*BRIEF*.
Please report every line in the items below that contains the string "post", copying each such line in full. Only matches in the same case count.

— begin DATA PROVIDED —

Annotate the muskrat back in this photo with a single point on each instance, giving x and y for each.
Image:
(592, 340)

— end DATA PROVIDED —
— begin DATA PROVIDED —

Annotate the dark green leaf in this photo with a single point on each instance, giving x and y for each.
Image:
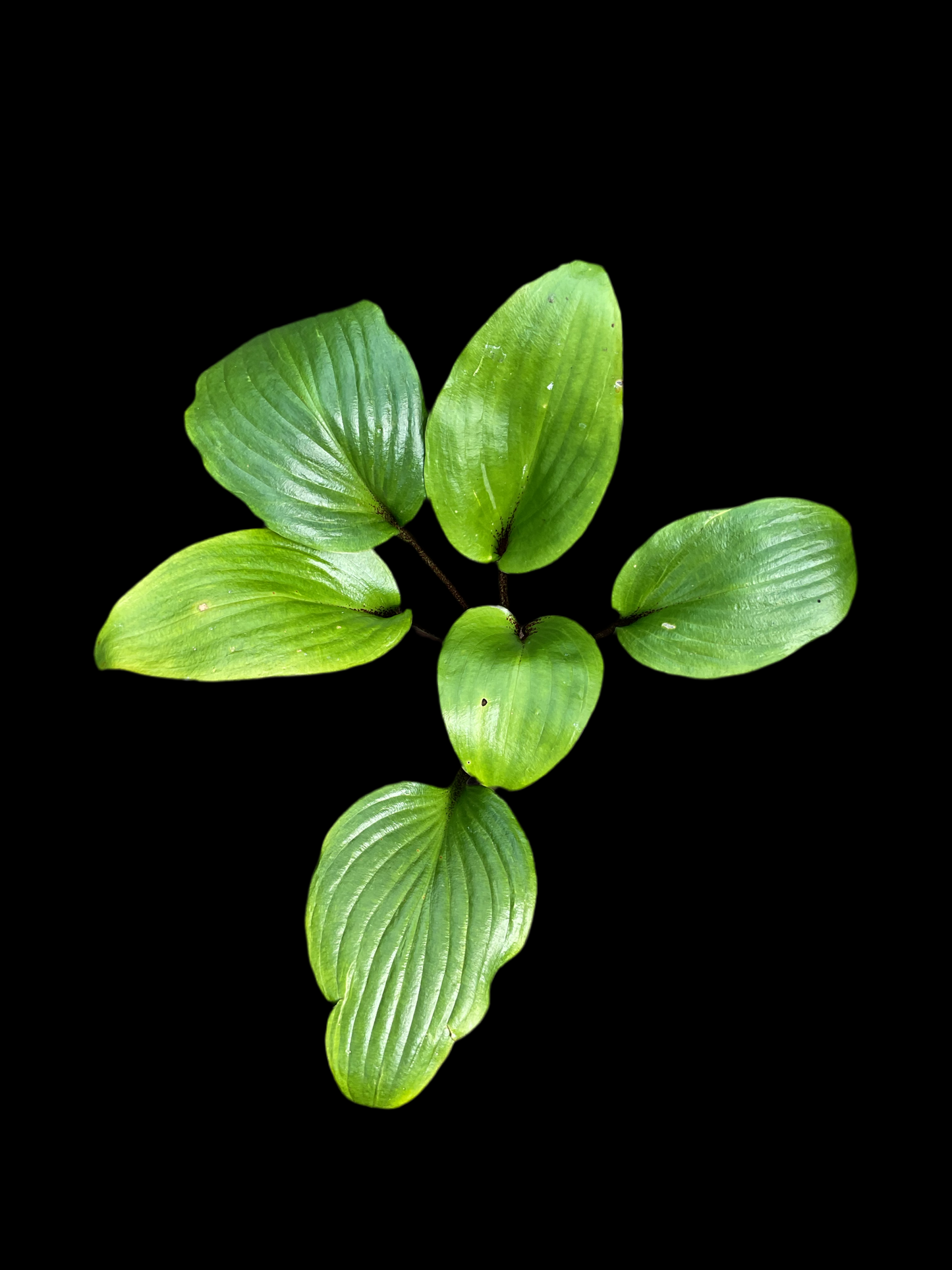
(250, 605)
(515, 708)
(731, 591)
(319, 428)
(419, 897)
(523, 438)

— end DATA PROVIDED —
— begin DATA PROVIDED —

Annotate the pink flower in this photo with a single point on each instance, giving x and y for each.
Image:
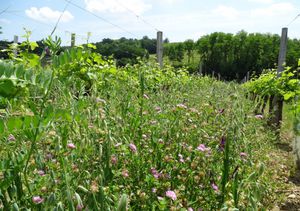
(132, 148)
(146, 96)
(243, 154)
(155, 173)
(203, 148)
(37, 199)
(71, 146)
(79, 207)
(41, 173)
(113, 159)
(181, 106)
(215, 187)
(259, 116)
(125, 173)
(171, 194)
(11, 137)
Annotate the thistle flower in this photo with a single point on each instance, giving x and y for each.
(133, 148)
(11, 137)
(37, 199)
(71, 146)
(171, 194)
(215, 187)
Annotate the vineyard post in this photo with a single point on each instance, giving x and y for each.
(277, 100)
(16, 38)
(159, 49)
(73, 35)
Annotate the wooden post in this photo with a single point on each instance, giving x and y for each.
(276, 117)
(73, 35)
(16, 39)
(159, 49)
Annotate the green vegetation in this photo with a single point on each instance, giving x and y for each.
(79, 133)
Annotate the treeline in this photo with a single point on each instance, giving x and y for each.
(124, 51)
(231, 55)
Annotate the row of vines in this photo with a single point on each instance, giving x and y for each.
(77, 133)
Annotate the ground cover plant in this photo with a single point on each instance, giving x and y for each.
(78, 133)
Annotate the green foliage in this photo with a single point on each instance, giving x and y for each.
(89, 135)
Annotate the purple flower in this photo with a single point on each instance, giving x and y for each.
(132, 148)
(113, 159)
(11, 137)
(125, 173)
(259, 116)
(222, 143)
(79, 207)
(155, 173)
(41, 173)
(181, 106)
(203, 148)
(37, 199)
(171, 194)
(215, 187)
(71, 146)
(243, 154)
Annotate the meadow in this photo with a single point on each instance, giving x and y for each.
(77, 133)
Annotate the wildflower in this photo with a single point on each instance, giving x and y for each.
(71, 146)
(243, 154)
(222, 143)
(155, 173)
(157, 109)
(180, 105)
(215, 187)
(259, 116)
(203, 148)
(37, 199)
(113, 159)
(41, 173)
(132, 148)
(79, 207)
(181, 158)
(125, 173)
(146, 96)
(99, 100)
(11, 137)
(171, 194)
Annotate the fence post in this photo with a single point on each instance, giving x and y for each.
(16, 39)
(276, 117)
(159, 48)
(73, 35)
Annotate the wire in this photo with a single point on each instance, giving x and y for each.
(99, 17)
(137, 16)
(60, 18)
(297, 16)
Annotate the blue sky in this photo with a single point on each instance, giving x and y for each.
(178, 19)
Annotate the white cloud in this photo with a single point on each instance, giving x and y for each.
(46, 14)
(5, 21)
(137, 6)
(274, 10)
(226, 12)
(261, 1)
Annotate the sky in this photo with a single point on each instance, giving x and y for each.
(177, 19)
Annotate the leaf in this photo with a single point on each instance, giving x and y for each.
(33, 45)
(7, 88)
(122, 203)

— end DATA PROVIDED —

*EXERCISE RESPONSE*.
Annotate the vineyard post in this photo with a single point on each instance, giving x and y for each.
Annotate the wooden post in this photo with a single point on each instance, giving x and y for each.
Annotate the fence post in this photo with a single point on each instance, giving x and y for each.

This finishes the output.